* **Exercise data**
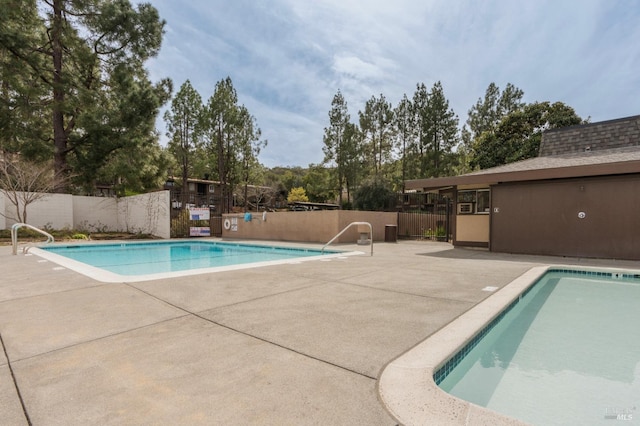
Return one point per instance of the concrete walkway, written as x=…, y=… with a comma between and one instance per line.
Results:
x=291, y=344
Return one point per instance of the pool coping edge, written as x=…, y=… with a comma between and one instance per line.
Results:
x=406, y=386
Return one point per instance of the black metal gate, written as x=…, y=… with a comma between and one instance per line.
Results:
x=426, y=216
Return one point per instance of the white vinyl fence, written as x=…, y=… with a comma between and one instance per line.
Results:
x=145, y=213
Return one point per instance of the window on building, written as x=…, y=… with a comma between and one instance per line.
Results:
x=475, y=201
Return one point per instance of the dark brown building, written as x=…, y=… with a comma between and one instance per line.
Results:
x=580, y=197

* * *

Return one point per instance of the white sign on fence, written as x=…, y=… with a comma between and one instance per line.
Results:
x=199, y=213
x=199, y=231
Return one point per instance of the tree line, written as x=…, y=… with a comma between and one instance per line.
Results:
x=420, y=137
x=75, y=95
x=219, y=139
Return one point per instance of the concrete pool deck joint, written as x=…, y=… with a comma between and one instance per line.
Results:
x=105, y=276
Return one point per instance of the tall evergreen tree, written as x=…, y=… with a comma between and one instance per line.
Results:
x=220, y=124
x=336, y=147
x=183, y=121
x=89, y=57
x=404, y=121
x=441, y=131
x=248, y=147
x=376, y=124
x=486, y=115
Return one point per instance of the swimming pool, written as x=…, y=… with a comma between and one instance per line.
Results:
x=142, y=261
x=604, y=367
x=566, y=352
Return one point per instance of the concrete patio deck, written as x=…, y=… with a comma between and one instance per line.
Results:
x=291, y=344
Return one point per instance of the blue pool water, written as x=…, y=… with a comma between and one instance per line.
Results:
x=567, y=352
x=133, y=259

* **Work item**
Could you show every line of the listing that holds the string "concrete"?

* **Result**
Return one point per instance of the concrete walkway, written as x=…, y=… with a comma between and one instance per line.
Return one point per instance of the concrete pool deck joint, written as x=…, y=… with a comma between and one instance per line.
Return one point per instance of the concrete patio deck, written as x=…, y=… with a comma between and one instance per line.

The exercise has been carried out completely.